§ **The exercise**
Copy out every line in the items below that contains the string "rusty". Case counts.
━━━ Input for this task ━━━
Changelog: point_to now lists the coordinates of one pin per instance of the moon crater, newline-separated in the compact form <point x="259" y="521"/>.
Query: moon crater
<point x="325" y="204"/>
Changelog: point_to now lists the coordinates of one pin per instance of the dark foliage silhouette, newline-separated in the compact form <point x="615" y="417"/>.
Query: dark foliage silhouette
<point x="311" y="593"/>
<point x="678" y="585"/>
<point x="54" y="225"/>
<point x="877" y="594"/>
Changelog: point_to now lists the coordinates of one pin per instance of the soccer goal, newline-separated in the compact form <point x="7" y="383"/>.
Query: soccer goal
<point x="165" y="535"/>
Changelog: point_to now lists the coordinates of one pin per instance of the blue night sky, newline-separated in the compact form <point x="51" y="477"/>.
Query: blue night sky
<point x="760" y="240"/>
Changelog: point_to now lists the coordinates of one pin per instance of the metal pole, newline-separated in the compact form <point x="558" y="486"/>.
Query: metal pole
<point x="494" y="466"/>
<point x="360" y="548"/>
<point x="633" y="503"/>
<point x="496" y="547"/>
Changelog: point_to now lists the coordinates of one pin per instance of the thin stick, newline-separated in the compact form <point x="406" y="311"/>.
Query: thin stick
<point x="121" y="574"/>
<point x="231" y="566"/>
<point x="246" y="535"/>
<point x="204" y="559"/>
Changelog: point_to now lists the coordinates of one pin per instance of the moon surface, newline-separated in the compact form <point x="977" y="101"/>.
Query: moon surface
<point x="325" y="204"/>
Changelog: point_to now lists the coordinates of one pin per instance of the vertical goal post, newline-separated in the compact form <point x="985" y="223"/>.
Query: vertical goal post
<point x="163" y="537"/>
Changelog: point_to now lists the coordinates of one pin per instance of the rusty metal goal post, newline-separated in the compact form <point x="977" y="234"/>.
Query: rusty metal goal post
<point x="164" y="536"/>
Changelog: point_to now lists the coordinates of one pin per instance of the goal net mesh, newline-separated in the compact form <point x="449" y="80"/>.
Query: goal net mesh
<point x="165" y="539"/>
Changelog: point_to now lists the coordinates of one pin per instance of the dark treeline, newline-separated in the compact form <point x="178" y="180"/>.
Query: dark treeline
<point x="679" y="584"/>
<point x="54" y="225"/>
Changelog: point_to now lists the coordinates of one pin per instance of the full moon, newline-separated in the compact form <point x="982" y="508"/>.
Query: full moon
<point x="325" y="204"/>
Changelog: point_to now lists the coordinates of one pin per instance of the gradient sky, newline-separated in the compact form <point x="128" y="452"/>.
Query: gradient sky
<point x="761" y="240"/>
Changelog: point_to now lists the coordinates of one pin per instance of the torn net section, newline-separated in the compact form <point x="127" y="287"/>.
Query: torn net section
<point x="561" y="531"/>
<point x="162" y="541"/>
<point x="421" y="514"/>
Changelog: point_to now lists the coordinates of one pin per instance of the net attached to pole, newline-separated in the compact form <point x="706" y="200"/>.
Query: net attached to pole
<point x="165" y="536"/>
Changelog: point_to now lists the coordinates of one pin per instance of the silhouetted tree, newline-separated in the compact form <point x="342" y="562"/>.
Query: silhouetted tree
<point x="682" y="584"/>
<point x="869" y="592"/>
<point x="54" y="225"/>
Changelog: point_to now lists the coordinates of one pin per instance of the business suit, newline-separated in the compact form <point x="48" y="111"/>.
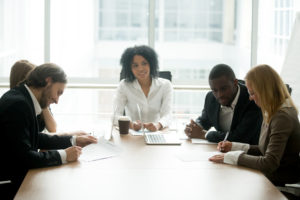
━━━
§ **Answer to the problem**
Changelog: point_to now lists the coordinates of one pin per instance of the rusty metal goal post, newline-separated in the compact form <point x="977" y="234"/>.
Query: rusty metal goal post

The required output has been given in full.